■ Document section ■
= = = = =

The Four Growth Stages Of Company Culture

Company culture is immanent – felt everywhere, but difficult to measure. Like the proverbial fish who does not know that it is wet, it can be difficult to recognize the effects of company culture from within the culture itself.

One reason for this is that a common vocabulary for discussing company culture does not yet exist. There is no doubt company culture has garnered more attention in recent years, but its measurement remains imprecise. Company culture studies face a variety of challenges:

  • Exchanges that reflect company culture are often brief and are not recorded anywhere
  • Traditional tools for quantifying company culture, such as employee surveys, are limited
  • Researchers rarely have direct access to employees, so they must use indirect methods

Few businesses are interested in having their company culture exposed for examination, particularly in academic research that may be widely published. Unfortunately, this means enterprises that have the most to gain from a structured approach to company culture may be the least likely to pursue one.

Four Steps Toward A Mature And Effective Company Culture

In the absence of common vocabulary, many ways of looking at company culture have been proposed. It is important not to misunderstand culture as a single monolith: It is something that develops and changes over time. Thus, it is perhaps most fruitful to characterize it along a trajectory.

= = = = =

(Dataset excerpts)
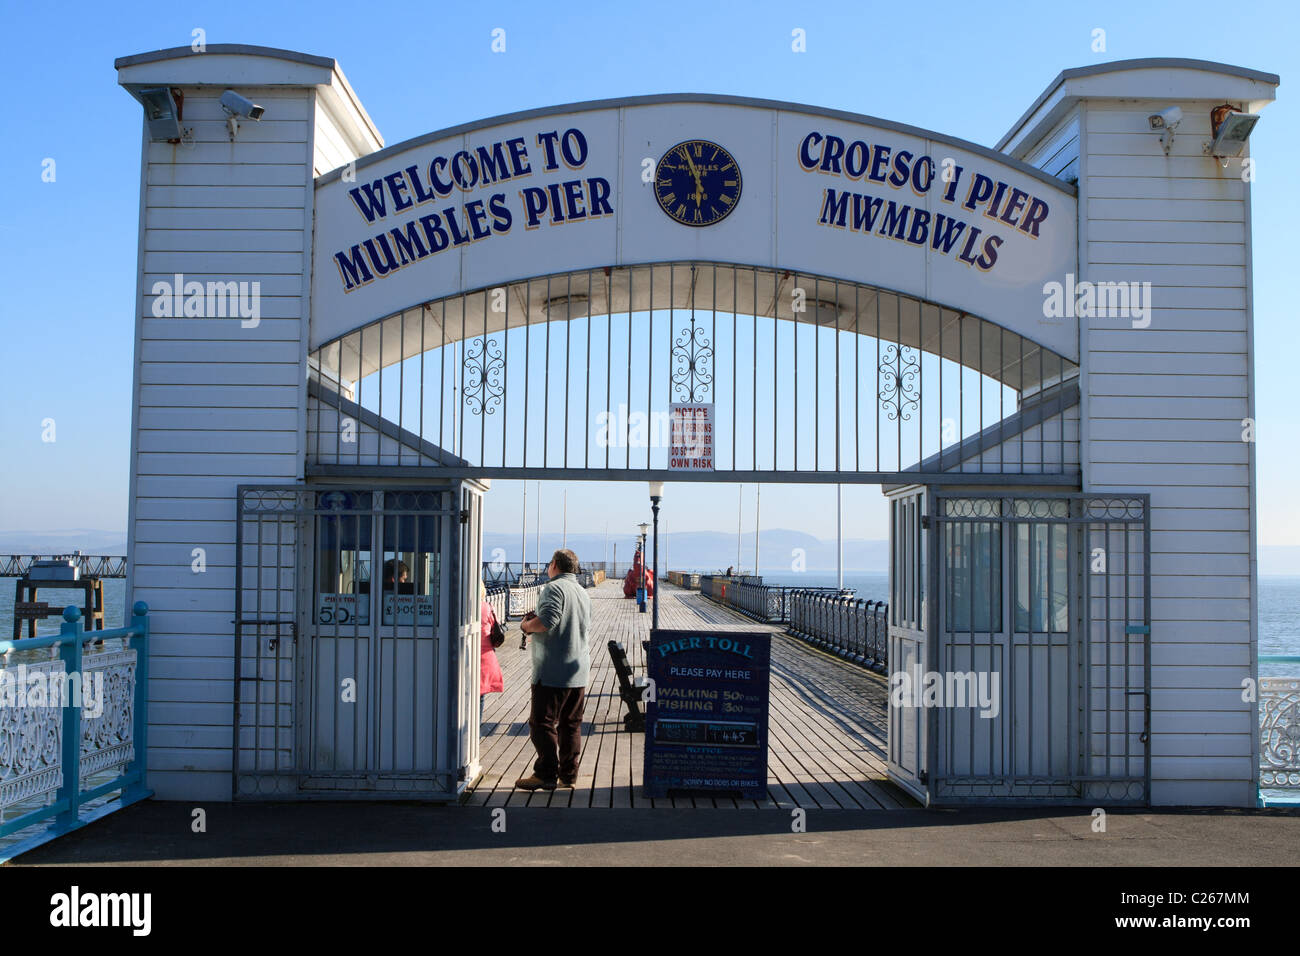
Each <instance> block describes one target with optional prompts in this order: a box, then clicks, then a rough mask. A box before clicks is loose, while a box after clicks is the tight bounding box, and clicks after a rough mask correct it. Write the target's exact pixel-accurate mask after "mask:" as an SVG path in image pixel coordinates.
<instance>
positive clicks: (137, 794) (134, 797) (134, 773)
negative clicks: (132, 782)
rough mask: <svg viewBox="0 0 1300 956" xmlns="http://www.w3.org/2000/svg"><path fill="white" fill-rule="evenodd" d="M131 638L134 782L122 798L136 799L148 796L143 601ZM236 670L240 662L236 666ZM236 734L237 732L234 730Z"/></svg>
mask: <svg viewBox="0 0 1300 956" xmlns="http://www.w3.org/2000/svg"><path fill="white" fill-rule="evenodd" d="M131 630H133V631H134V632H135V633H134V635H133V636H131V640H130V646H131V649H133V650H135V697H134V705H133V713H131V719H133V721H134V723H135V726H134V727H133V728H131V745H133V747H134V748H135V756H134V757H133V760H131V763H130V767H129V773H133V774H135V775H136V777H135V782H134V783H130V784H127V787H126V792H125V793H122V796H123V797H129V799H136V797H142V796H147V795H148V792H149V788H148V774H149V606H148V605H147V604H144V602H143V601H136V602H135V604H133V605H131ZM235 666H237V667H238V666H239V662H238V661H237V662H235ZM234 732H235V734H238V732H239V728H238V727H235V731H234ZM230 771H231V773H233V774H238V773H239V767H231V769H230Z"/></svg>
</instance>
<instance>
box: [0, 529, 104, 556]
mask: <svg viewBox="0 0 1300 956" xmlns="http://www.w3.org/2000/svg"><path fill="white" fill-rule="evenodd" d="M73 551H83V553H85V554H126V532H122V531H95V529H90V528H73V529H72V531H0V554H72V553H73Z"/></svg>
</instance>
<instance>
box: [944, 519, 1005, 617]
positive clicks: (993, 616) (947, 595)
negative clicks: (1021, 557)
mask: <svg viewBox="0 0 1300 956" xmlns="http://www.w3.org/2000/svg"><path fill="white" fill-rule="evenodd" d="M944 561H945V571H946V574H945V575H944V580H945V583H946V585H945V592H944V607H945V609H946V615H945V619H946V626H948V631H949V633H957V632H962V631H967V632H978V633H989V632H997V631H1001V630H1002V527H1001V524H1000V523H997V522H965V520H963V522H948V523H945V525H944Z"/></svg>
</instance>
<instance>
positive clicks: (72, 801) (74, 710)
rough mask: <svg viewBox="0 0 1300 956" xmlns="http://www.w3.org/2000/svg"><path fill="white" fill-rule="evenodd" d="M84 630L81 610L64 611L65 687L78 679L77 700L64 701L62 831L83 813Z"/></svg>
mask: <svg viewBox="0 0 1300 956" xmlns="http://www.w3.org/2000/svg"><path fill="white" fill-rule="evenodd" d="M83 631H85V626H83V624H82V620H81V609H79V607H77V606H75V605H68V606H66V607H64V623H62V624H60V627H59V635H60V637H62V644H61V645H60V648H59V653H60V657H62V659H64V687H65V688H69V687H72V680H73V675H74V674H75V675H77V688H78V693H77V700H75V701H73V698H72V695H69V696H68V700H65V701H64V739H62V752H61V760H62V777H64V784H62V787H60V788H59V797H60V799H61V800H65V801H66V803H65V804H64V812H62V813H60V814H59V819H57V823H59V826H60V829H62V830H70V829H73V827H74V826H77V821H78V817H79V813H81V717H82V687H81V682H82V678H81V672H82V644H81V643H82V633H83Z"/></svg>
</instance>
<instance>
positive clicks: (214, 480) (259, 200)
mask: <svg viewBox="0 0 1300 956" xmlns="http://www.w3.org/2000/svg"><path fill="white" fill-rule="evenodd" d="M240 91H242V92H243V94H244V95H246V96H248V98H250V99H253V100H255V101H256V103H260V104H261V105H264V107H265V108H266V118H265V120H263V121H261V122H243V124H240V127H239V134H238V138H237V139H235V140H234V142H231V140H230V135H229V133H227V129H226V124H225V114H224V113H222V111H221V108H220V105H218V96H220V94H221V88H220V87H216V88H213V87H204V88H198V87H194V88H185V108H183V109H185V112H183V125H185V126H186V127H188V129H192V130H194V144H192V146H187V144H177V146H173V144H168V143H148V144H147V146H146V150H144V160H146V168H144V173H143V182H142V190H143V195H142V204H140V216H142V234H140V256H142V265H140V268H142V276H140V286H139V291H140V300H139V308H138V319H136V323H138V346H136V411H135V441H134V447H133V464H131V470H133V479H131V484H133V506H131V522H130V551H131V558H133V570H131V572H130V574H131V578H130V583H131V589H133V596H131V600H143V601H147V602H148V604H149V607H151V609H152V613H153V615H155V620H156V622H157V631H159V640H157V641H155V643H153V644H152V654H153V663H152V674H151V683H149V734H151V753H149V773H151V780H152V784H153V787H155V790H156V791H157V793H159V795H160V796H164V797H166V796H179V795H185V796H188V797H194V796H201V797H214V799H229V793H230V775H229V773H230V727H231V717H233V714H231V700H233V685H231V680H230V674H231V667H233V654H234V641H233V636H231V626H230V620H231V618H233V614H234V540H235V510H234V507H233V503H234V496H235V486H237V485H239V484H248V483H266V481H292V480H294V479H296V477H299V476H300V475H302V460H303V438H302V432H303V410H304V406H305V389H304V377H303V372H302V368H303V362H304V343H303V341H302V339H303V334H304V329H305V324H307V316H308V311H307V310H308V304H307V285H308V280H307V276H305V268H307V264H308V261H309V248H311V228H312V222H311V195H312V181H313V177H315V174H316V173H317V172H321V170H322V169H326V168H333V166H335V165H339V164H341V163H343V161H347V159H351V155H344V153H343V152H342V151H341V150H342V148H343V147H341V146H339V142H343V140H342V139H341V138H331V134H330V133H329V131H326V133H325V134H324V135H320V133H318V130H320V129H321V127H322V126H324V125H328V124H329V120H328V116H326V114H325V111H322V109H321V108H320V107H318V105H317V92H316V91H315V90H312V88H309V87H308V88H286V87H273V88H272V87H264V88H243V87H240ZM335 139H338V142H335ZM313 146H315V148H313ZM175 273H182V274H183V277H185V280H186V281H188V280H198V281H200V282H208V281H235V282H239V281H244V282H250V284H251V282H259V284H260V300H259V313H260V315H259V317H257V319H259V320H257V323H256V324H246V323H242V321H240V320H238V319H229V317H226V319H221V317H159V316H157V315H156V312H155V308H153V306H155V295H153V289H155V284H157V282H166V284H173V282H174V281H175ZM195 549H201V561H200V559H199V558H198V557H196V554H195ZM196 566H198V567H201V571H198V570H195V567H196Z"/></svg>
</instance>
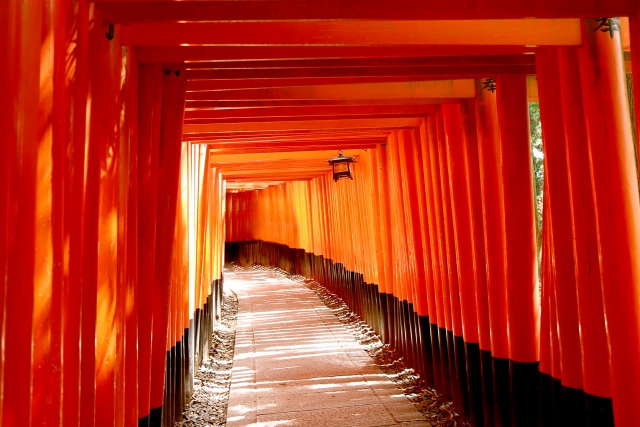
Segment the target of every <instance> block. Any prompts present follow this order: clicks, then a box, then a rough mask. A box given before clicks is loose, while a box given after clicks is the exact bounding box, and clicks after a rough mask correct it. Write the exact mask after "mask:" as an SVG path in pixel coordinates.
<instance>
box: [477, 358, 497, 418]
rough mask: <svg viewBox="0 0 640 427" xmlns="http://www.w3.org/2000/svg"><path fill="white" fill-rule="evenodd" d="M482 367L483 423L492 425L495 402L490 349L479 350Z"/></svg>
mask: <svg viewBox="0 0 640 427" xmlns="http://www.w3.org/2000/svg"><path fill="white" fill-rule="evenodd" d="M480 363H481V368H482V408H483V409H482V412H483V415H484V425H485V426H486V427H492V426H493V425H494V424H495V410H496V408H495V402H494V398H493V396H494V392H493V357H492V356H491V351H489V350H480Z"/></svg>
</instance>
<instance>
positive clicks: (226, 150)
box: [211, 141, 384, 155]
mask: <svg viewBox="0 0 640 427" xmlns="http://www.w3.org/2000/svg"><path fill="white" fill-rule="evenodd" d="M383 143H384V141H378V142H377V143H370V144H325V145H307V146H305V147H304V150H305V151H326V150H332V151H333V152H334V154H336V153H337V152H338V151H344V150H351V149H354V150H355V149H358V150H368V149H373V148H376V146H377V144H383ZM295 149H296V147H288V146H275V147H252V148H251V152H252V153H276V152H289V151H292V150H295ZM211 150H212V151H213V152H215V153H217V154H225V155H226V154H245V153H246V152H247V149H246V148H245V149H240V148H229V149H219V148H211Z"/></svg>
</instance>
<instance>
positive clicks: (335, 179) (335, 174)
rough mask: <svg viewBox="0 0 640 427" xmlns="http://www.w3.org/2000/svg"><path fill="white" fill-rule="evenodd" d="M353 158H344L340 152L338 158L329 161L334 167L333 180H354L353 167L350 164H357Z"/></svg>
mask: <svg viewBox="0 0 640 427" xmlns="http://www.w3.org/2000/svg"><path fill="white" fill-rule="evenodd" d="M353 159H354V158H353V157H352V156H344V155H343V154H342V151H339V152H338V157H334V158H333V159H329V160H327V162H329V164H330V165H331V166H332V167H333V180H334V181H338V180H339V179H342V178H349V179H353V176H351V167H350V166H349V164H350V163H355V162H356V161H355V160H353Z"/></svg>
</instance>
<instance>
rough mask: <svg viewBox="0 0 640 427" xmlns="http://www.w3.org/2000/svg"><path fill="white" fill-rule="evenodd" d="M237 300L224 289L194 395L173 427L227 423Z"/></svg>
mask: <svg viewBox="0 0 640 427" xmlns="http://www.w3.org/2000/svg"><path fill="white" fill-rule="evenodd" d="M237 317H238V299H237V298H236V295H235V294H234V293H233V292H232V291H230V290H226V289H225V290H224V293H223V297H222V315H221V319H220V322H219V323H218V324H217V325H216V329H215V331H214V333H213V336H212V337H211V340H212V344H213V345H212V348H211V351H210V352H209V359H208V360H207V361H206V362H205V363H204V364H203V365H202V366H201V367H200V369H198V372H197V373H196V375H195V378H194V381H193V383H194V384H193V395H192V397H191V401H190V402H189V404H188V405H187V408H186V409H185V411H184V412H183V414H182V415H183V419H182V421H179V422H177V423H175V427H214V426H215V427H218V426H224V425H226V423H227V402H228V399H229V386H230V384H231V368H232V367H233V350H234V346H235V338H236V320H237Z"/></svg>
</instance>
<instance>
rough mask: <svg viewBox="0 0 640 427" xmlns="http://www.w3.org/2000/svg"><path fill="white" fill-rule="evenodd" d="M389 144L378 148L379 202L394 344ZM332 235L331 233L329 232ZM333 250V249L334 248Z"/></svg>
mask: <svg viewBox="0 0 640 427" xmlns="http://www.w3.org/2000/svg"><path fill="white" fill-rule="evenodd" d="M387 147H388V145H387V144H383V145H380V146H378V147H377V148H376V152H377V153H378V160H379V166H378V185H379V187H378V188H379V192H380V193H379V203H380V223H381V225H382V226H381V229H380V232H381V233H382V237H381V241H382V254H383V261H384V281H385V292H384V295H383V300H384V301H383V302H382V304H385V305H386V310H387V321H388V325H387V328H388V331H389V336H388V343H389V344H392V343H394V342H395V339H396V336H397V334H396V325H395V323H394V320H393V289H394V288H393V283H394V280H393V261H392V256H391V251H392V239H391V218H390V209H391V201H390V198H389V190H388V188H389V166H388V163H389V162H388V155H387V152H388V148H387ZM329 235H331V233H329ZM332 250H333V249H332Z"/></svg>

= = = = =

■ Activities ■
1. Decide whether each statement agrees with the company culture text, answering yes or no for each and quoting the deciding words: (a) Company culture is easy to measure. (b) Employee surveys are named as a limited tool for quantifying company culture. (c) Researchers usually have direct access to employees.
2. Update the company culture text starting at "Company culture is" and ending at "the culture itself.", putting "frog" in place of "fish".

■ Solutions for each task ■
1.
(a) No: "felt everywhere, but difficult to measure"
(b) Yes: "Traditional tools for quantifying company culture, such as employee surveys, are limited"
(c) No: "Researchers rarely have direct access to employees, so they must use indirect methods"

2.
Company culture is immanent – felt everywhere, but difficult to measure. Like the proverbial frog who does not know that it is wet, it can be difficult to recognize the effects of company culture from within the culture itself.